**Data under study:**
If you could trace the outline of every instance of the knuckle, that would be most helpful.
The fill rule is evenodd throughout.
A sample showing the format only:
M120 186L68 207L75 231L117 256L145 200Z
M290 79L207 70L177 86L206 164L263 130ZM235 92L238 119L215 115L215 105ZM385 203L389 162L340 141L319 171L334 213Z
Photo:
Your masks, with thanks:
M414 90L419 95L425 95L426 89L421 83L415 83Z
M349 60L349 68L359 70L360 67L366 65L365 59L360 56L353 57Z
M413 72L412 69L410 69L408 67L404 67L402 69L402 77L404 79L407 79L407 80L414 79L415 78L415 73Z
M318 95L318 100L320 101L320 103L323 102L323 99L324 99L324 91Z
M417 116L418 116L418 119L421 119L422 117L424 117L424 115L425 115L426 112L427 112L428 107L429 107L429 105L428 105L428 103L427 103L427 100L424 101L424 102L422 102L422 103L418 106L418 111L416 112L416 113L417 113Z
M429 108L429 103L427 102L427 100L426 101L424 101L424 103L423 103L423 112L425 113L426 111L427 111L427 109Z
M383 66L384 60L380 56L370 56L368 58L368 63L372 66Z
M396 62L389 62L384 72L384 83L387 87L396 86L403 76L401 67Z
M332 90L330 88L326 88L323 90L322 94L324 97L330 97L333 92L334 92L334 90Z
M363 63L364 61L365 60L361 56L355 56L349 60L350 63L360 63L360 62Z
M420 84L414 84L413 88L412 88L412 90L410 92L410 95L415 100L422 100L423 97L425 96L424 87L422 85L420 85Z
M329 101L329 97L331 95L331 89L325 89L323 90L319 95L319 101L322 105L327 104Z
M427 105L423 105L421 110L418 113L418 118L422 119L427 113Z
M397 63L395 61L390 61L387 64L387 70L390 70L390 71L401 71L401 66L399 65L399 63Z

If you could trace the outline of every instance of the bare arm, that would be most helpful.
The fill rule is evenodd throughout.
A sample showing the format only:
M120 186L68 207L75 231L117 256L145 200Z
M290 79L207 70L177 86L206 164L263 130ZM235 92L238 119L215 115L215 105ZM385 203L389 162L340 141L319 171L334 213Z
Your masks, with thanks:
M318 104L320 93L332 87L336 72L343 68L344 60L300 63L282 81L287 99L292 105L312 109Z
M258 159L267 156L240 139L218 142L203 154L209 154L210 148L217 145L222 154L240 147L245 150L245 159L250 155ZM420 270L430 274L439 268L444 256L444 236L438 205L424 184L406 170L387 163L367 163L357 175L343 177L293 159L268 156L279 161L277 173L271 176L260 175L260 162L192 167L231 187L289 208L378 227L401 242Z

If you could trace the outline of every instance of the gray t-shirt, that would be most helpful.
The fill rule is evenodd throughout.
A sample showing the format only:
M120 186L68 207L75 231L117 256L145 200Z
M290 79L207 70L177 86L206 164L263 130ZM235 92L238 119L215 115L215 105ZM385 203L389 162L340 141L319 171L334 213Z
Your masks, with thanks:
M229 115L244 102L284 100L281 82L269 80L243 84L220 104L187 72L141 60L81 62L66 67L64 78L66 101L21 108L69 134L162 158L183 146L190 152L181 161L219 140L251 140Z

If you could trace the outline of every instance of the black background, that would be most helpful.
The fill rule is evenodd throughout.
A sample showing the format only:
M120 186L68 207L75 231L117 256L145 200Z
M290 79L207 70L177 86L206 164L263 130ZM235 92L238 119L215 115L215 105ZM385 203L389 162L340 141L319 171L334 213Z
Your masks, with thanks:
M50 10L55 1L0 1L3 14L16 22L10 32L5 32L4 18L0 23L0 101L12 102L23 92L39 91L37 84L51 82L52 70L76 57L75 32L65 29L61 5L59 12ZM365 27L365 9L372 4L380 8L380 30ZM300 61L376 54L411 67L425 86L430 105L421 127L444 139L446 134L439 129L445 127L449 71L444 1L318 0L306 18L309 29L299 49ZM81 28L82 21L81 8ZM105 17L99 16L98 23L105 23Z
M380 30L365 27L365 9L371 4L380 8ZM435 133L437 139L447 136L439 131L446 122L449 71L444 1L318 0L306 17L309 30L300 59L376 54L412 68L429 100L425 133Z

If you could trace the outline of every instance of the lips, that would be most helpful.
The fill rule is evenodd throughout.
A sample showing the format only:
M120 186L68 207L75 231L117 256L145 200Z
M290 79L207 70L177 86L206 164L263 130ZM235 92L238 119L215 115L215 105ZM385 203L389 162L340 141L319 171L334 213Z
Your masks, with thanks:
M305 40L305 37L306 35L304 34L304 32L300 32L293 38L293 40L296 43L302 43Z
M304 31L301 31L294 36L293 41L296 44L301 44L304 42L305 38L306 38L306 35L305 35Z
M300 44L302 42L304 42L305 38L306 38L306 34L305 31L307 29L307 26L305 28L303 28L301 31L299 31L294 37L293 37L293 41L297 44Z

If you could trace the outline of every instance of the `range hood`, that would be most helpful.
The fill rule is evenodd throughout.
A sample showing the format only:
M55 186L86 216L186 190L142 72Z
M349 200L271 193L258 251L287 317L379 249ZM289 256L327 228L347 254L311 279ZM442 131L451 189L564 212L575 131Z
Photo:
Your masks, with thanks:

**Exercise details:**
What is needed is an exact copy of all the entries.

**Written response:**
If you could trace the outline of every instance of the knuckle, that would be most helpful.
The fill rule is evenodd throughout.
A sample showing the format only:
M120 186L68 207L75 231L117 256L145 200Z
M290 79L207 70L177 86L206 164L263 130ZM235 92L238 119L215 115L215 105ZM385 203L389 162L340 141L319 171L334 213Z
Photo:
Your masks, with thanks:
M414 90L419 95L425 95L426 89L421 83L415 83Z
M349 60L349 68L359 70L360 67L366 65L365 59L360 56L353 57Z
M413 72L412 69L410 69L408 67L404 67L402 69L402 77L404 79L407 79L407 80L414 79L415 78L415 73Z
M318 95L318 100L320 101L320 103L323 102L323 99L324 99L324 91Z
M417 116L418 116L418 119L421 119L422 117L424 117L424 115L425 115L426 112L427 112L428 107L429 107L429 105L428 105L428 103L427 103L427 100L424 101L424 102L422 102L422 103L418 106L418 111L416 112L416 113L417 113Z
M429 108L429 103L427 102L427 100L426 101L424 101L424 103L423 103L423 112L425 113L426 111L427 111L427 109Z
M383 66L384 60L380 56L370 56L368 58L368 63L372 66Z
M396 62L389 62L384 72L384 83L387 87L396 86L403 76L401 67Z
M332 90L330 88L326 88L323 90L322 94L324 97L330 97L333 92L334 92L334 90Z
M363 63L364 61L365 60L361 56L355 56L349 60L350 63L360 63L360 62Z
M420 84L414 84L413 88L412 88L412 90L410 92L410 95L415 100L422 100L423 97L425 96L424 87L422 85L420 85Z
M329 101L329 97L331 95L331 89L325 89L323 90L319 95L319 101L322 105L327 104Z
M427 105L423 105L421 110L418 113L418 118L422 119L427 113Z
M397 63L395 61L390 61L387 64L387 70L390 70L390 71L401 71L401 66L399 65L399 63Z

If you could trace the outline of every instance of the bare arm, that would be most helpful.
The fill rule is evenodd throughout.
A sample showing the format only:
M120 186L68 207L75 231L117 256L145 200Z
M290 79L207 70L177 86L206 164L263 130ZM235 92L238 119L215 115L215 105ZM385 203L389 162L340 141L319 171L334 213Z
Your masks, with thanks:
M318 104L320 93L332 87L336 72L343 68L344 60L300 63L282 81L287 99L292 105L312 109Z
M258 159L267 156L240 139L218 142L203 154L209 154L210 148L217 145L222 154L240 147L245 150L245 159L250 155ZM420 270L430 274L439 268L444 256L444 236L438 205L424 184L406 170L387 163L367 163L357 175L343 177L293 159L268 156L279 161L277 173L271 176L260 175L260 162L192 167L231 187L289 208L378 227L401 242Z

If you could trace the outline of every instance of the gray t-shirt, that would be most helpful.
The fill rule is evenodd throughout.
A sample showing the format only:
M120 186L68 207L75 231L117 256L145 200Z
M290 79L207 70L177 86L206 164L263 130ZM235 92L238 119L215 115L215 105ZM385 203L389 162L340 141L319 171L334 213Z
Your masks, with thanks:
M229 115L244 102L284 100L281 82L269 80L243 84L220 104L187 72L141 60L81 62L66 67L64 78L66 101L21 108L69 134L162 158L183 146L190 152L181 161L219 140L251 140Z

If you could trace the outline of every instance of the black background, that would be most helpful.
The fill rule is evenodd throughout.
A sample showing the format only:
M120 186L68 207L75 231L117 256L145 200Z
M290 79L207 70L177 86L206 164L263 130ZM235 92L238 119L215 115L215 105ZM385 203L389 162L340 141L319 171L334 213Z
Your masks, with thanks:
M50 10L55 1L0 1L3 14L16 22L10 32L5 32L4 18L0 23L0 101L12 102L23 92L39 91L37 84L51 82L52 70L76 57L75 32L65 29L61 5L59 12ZM365 27L365 9L372 4L380 8L380 30ZM300 61L376 54L411 67L425 86L430 105L421 127L444 139L446 134L439 129L445 127L449 71L444 1L318 0L306 18L309 29L299 49ZM81 28L82 21L81 8ZM105 17L99 16L98 23L105 23Z
M380 30L365 27L365 9L371 4L380 8ZM435 133L437 139L447 136L439 131L446 122L449 71L444 1L318 0L306 17L309 30L300 59L376 54L412 68L429 100L425 133Z

If you could trace the outline of every instance of the lips, that would be most helpful.
The fill rule is evenodd throughout.
A sample showing the format only:
M120 186L68 207L75 231L117 256L145 200Z
M290 79L207 70L177 86L206 164L263 130ZM235 92L238 119L215 115L215 105ZM385 203L389 162L340 141L319 171L334 213Z
Your masks, with thanks:
M305 40L305 37L306 35L304 34L304 32L300 32L293 38L293 40L296 43L302 43Z
M304 31L301 31L294 36L293 41L296 44L301 44L304 42L305 38L306 38L306 35L305 35Z
M300 44L302 42L304 42L305 38L306 38L306 34L305 31L307 29L307 26L305 28L303 28L301 31L299 31L294 37L293 37L293 41L297 44Z

If you could trace the outline of every instance of the `range hood`, that would be most helpful.
The fill rule is evenodd throughout.
A sample showing the format only:
M55 186L86 216L186 190L142 72Z
M349 200L271 193L258 251L287 317L379 249ZM289 256L327 228L347 254L311 279ZM442 131L451 189L564 212L575 131Z
Photo:
Your masks, with thanks:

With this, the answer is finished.